[REQUIREMENT]
Every line from the one with "box: [685, 497, 755, 531]" to the one with "521L711 534L739 530L746", including those two, is to be copied exactly; all other lines of the entries below are left out.

[RECORDS]
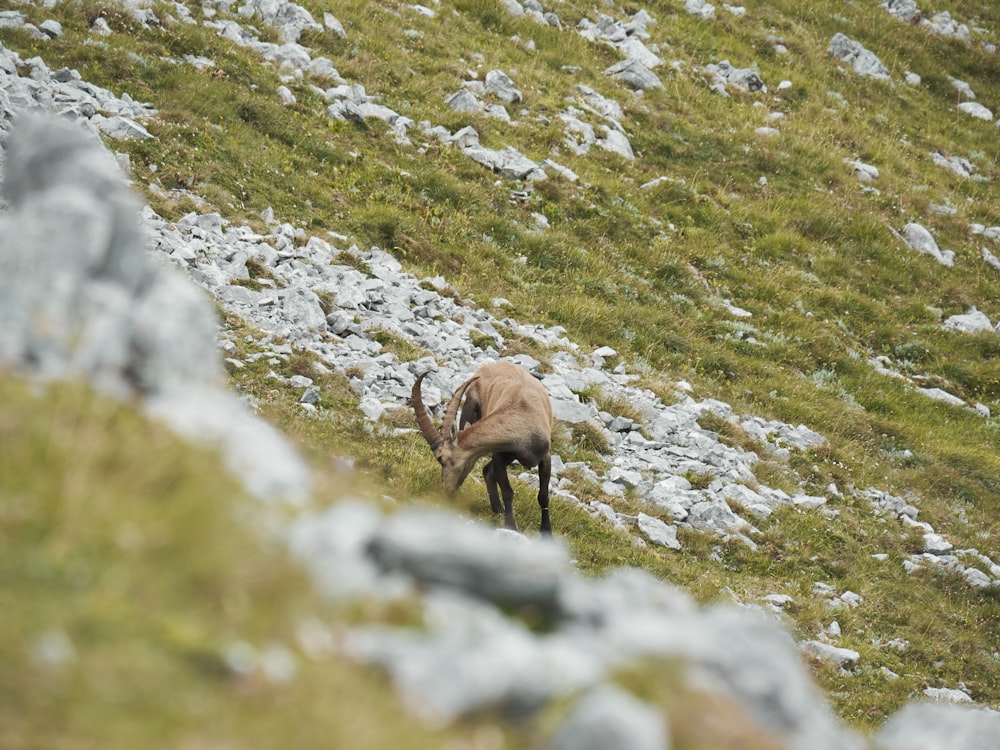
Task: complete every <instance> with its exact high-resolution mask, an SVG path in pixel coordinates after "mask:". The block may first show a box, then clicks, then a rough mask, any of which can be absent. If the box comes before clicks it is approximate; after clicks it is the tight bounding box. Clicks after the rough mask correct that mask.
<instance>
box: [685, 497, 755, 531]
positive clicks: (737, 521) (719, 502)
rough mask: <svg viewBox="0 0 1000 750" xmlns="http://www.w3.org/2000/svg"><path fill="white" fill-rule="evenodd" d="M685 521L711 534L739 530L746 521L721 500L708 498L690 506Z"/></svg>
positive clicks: (692, 526) (744, 526) (745, 526)
mask: <svg viewBox="0 0 1000 750" xmlns="http://www.w3.org/2000/svg"><path fill="white" fill-rule="evenodd" d="M686 521H687V523H689V524H691V526H692V527H694V528H695V529H697V530H698V531H707V532H710V533H713V534H730V533H734V532H740V531H742V530H743V529H745V528H746V527H747V525H748V524H747V522H746V521H744V520H743V519H742V518H740V517H739V516H737V515H736V514H735V513H733V511H732V509H730V507H729V506H728V505H726V503H724V502H723V501H722V500H709V501H705V502H701V503H697V504H695V505H694V506H692V507H691V509H690V511H689V513H688V517H687V519H686Z"/></svg>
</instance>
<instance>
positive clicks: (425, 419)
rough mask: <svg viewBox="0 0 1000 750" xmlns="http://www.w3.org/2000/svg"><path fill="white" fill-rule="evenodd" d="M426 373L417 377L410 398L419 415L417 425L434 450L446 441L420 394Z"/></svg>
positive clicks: (417, 418) (416, 413) (418, 415)
mask: <svg viewBox="0 0 1000 750" xmlns="http://www.w3.org/2000/svg"><path fill="white" fill-rule="evenodd" d="M426 375H427V373H426V372H425V373H423V374H421V375H420V376H419V377H417V381H416V382H415V383H414V384H413V391H412V393H411V394H410V400H411V401H412V402H413V411H414V412H415V413H416V415H417V426H418V427H419V428H420V434H421V435H423V436H424V440H426V441H427V442H428V443H430V446H431V450H432V451H433V450H437V448H438V446H439V445H441V443H443V442H444V437H442V434H441V432H439V431H438V429H437V428H436V427H434V423H433V422H431V418H430V417H429V416H428V415H427V409H425V408H424V399H423V397H422V396H421V395H420V384H421V383H422V382H423V380H424V376H426Z"/></svg>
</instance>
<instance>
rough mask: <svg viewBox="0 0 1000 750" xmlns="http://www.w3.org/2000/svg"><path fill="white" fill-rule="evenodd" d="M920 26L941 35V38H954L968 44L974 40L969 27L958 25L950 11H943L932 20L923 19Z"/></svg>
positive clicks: (923, 18) (955, 20)
mask: <svg viewBox="0 0 1000 750" xmlns="http://www.w3.org/2000/svg"><path fill="white" fill-rule="evenodd" d="M919 23H920V25H921V26H922V27H923V28H925V29H927V30H928V31H930V32H932V33H934V34H939V35H941V36H947V37H954V38H956V39H960V40H961V41H963V42H965V43H966V44H968V43H969V41H970V40H971V38H972V35H971V34H970V33H969V27H968V26H966V25H965V24H964V23H958V21H956V20H954V19H953V18H952V17H951V14H950V13H948V11H946V10H945V11H941V12H940V13H935V14H934V15H933V16H931V17H930V18H921V19H920V21H919Z"/></svg>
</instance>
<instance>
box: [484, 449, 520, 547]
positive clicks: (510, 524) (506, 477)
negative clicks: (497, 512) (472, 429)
mask: <svg viewBox="0 0 1000 750" xmlns="http://www.w3.org/2000/svg"><path fill="white" fill-rule="evenodd" d="M513 460H514V456H512V455H510V454H506V453H495V454H494V455H493V460H492V461H491V462H490V463H492V464H493V474H494V476H495V477H496V480H497V483H498V484H499V485H500V492H501V494H502V495H503V522H504V526H506V527H507V528H508V529H513V530H514V531H517V522H516V521H515V520H514V489H513V488H512V487H511V486H510V479H508V477H507V467H508V466H509V465H510V463H511V461H513Z"/></svg>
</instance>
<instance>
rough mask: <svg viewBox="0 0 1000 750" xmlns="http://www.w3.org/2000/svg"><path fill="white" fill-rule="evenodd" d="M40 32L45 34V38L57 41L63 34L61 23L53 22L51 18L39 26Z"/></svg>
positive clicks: (39, 25) (52, 20) (39, 24)
mask: <svg viewBox="0 0 1000 750" xmlns="http://www.w3.org/2000/svg"><path fill="white" fill-rule="evenodd" d="M38 30H39V31H41V32H42V33H43V34H45V36H47V37H48V38H49V39H55V38H56V37H60V36H62V34H63V31H62V24H61V23H59V22H58V21H54V20H52V19H51V18H50V19H48V20H45V21H42V22H41V23H40V24H39V25H38Z"/></svg>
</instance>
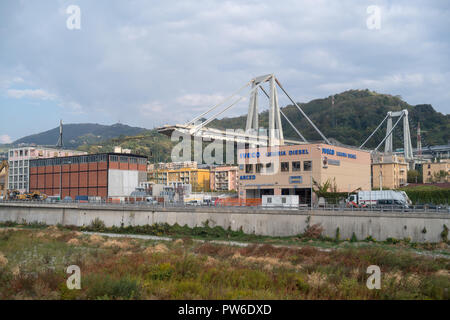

[RESULT OF THIS EXERCISE]
box: [685, 497, 755, 531]
positive clicks: (737, 521) (719, 502)
rough mask: <svg viewBox="0 0 1000 750" xmlns="http://www.w3.org/2000/svg"><path fill="white" fill-rule="evenodd" d="M685 521L711 534L739 530L746 521L721 500L708 498L690 506Z"/></svg>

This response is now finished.